• **Work to do**: Turn the lines below into a numbered list, leaving out any blank lines.

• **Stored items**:
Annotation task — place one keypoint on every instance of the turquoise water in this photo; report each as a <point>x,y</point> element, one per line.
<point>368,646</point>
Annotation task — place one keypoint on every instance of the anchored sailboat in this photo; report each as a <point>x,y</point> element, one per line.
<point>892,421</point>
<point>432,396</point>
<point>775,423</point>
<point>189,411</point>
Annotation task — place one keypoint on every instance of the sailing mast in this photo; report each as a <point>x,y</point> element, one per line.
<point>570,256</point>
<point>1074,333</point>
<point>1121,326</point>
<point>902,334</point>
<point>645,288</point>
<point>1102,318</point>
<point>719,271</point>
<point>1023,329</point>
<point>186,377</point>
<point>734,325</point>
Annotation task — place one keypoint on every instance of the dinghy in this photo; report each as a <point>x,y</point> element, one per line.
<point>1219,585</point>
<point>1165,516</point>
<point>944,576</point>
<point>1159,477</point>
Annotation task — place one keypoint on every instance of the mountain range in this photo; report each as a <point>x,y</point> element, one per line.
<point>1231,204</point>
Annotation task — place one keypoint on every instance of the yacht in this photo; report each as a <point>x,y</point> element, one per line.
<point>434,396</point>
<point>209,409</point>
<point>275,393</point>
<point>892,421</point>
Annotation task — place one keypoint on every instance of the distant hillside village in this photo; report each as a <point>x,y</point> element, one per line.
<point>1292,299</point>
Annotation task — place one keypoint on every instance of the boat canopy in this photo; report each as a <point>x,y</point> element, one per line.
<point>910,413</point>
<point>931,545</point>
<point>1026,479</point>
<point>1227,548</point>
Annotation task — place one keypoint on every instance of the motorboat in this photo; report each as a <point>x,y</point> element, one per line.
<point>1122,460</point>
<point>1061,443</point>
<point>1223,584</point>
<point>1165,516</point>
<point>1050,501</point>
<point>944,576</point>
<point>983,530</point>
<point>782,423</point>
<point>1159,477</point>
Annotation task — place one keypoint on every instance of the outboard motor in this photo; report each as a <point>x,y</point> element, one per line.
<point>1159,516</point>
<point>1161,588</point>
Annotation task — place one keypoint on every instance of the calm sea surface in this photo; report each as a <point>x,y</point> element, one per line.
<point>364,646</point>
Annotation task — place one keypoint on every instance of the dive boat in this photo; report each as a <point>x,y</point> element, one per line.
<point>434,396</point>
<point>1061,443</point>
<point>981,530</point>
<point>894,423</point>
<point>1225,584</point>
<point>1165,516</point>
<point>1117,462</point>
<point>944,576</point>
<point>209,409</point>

• **Response to the task**:
1. Annotation task — place one keypoint on every instance of the turquoise water in this photo; report each as a <point>x,y</point> element, one per line.
2. <point>368,646</point>
3. Annotation task — place one keypoint on every instance of the anchored sailboat in this photo; report each as a <point>x,y</point> element, one per line.
4. <point>892,421</point>
5. <point>432,396</point>
6. <point>775,423</point>
7. <point>189,411</point>
8. Annotation task — place one keypoint on every instance of the sailing mast in this photo; report each as a <point>x,y</point> element, one per line.
9. <point>570,256</point>
10. <point>1074,333</point>
11. <point>1121,326</point>
12. <point>902,334</point>
13. <point>645,288</point>
14. <point>1102,318</point>
15. <point>719,271</point>
16. <point>1023,329</point>
17. <point>186,377</point>
18. <point>734,325</point>
19. Annotation task — place one keypoint on every instance of the dinghy in this photo; report each as a <point>x,y</point> element, one per line.
20. <point>1219,585</point>
21. <point>1165,516</point>
22. <point>944,576</point>
23. <point>1159,477</point>
24. Annotation task — place one keypoint on every instance of the mountain range in this photo; report each as a <point>x,y</point> element, one per line.
25. <point>1231,204</point>
26. Annotation task — place one keypoint on every instance of the yacht in this photo; report each as a <point>x,y</point> element, one per line.
27. <point>434,396</point>
28. <point>209,409</point>
29. <point>275,393</point>
30. <point>892,421</point>
31. Annotation task — place one keypoint on every instance of the distant hillside village in this photo; report each as a <point>x,y</point> element, one per line.
32. <point>1292,299</point>
33. Annotation task — place one keypoint on every instance of the boat canopy in this photo; report each as a <point>x,y</point> element, one per line.
34. <point>910,413</point>
35. <point>931,545</point>
36. <point>1026,479</point>
37. <point>1227,548</point>
38. Annotation task — place one keypoint on every instance of the motorboat in this photo; report each as a <point>x,y</point> element, one per line.
39. <point>1122,460</point>
40. <point>1061,443</point>
41. <point>1223,584</point>
42. <point>1165,516</point>
43. <point>1050,501</point>
44. <point>944,576</point>
45. <point>983,530</point>
46. <point>782,423</point>
47. <point>1159,477</point>
48. Annotation task — place one keypoint on every instance of the outboard motor in this photo; report each as a <point>x,y</point> element, one per line.
49. <point>1159,516</point>
50. <point>1161,588</point>
51. Annotation task — place one keypoint on every instance of the calm sea surface in this photo; report each as a <point>x,y</point> element, one per line.
52. <point>364,646</point>
53. Annotation task — place one keypoint on every instance of the dive boat in this photo; report each as a <point>x,y</point> element, one per line.
54. <point>434,396</point>
55. <point>1061,443</point>
56. <point>981,530</point>
57. <point>894,423</point>
58. <point>1225,584</point>
59. <point>1165,516</point>
60. <point>1117,462</point>
61. <point>944,576</point>
62. <point>209,409</point>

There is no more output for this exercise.